GIVEN RECORDS START
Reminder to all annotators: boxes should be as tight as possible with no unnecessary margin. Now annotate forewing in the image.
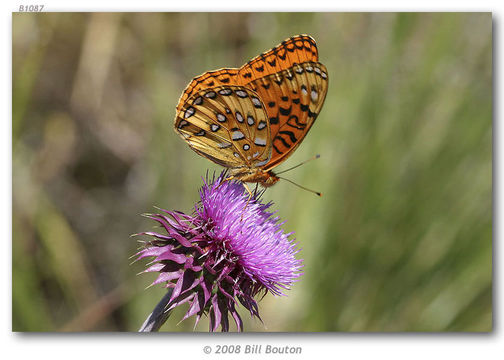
[238,35,319,84]
[176,68,240,113]
[174,85,272,169]
[247,61,328,170]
GIVEN RECORDS END
* [YOUR TASK] Without including any pictures, output all the entries above exactly.

* [EXPECTED ANSWER]
Reminder to all annotators: boxes should be as tight as possible with no unnecessary margin. Now annotate forewing in the image.
[238,35,319,84]
[176,68,240,113]
[174,85,272,169]
[247,61,328,170]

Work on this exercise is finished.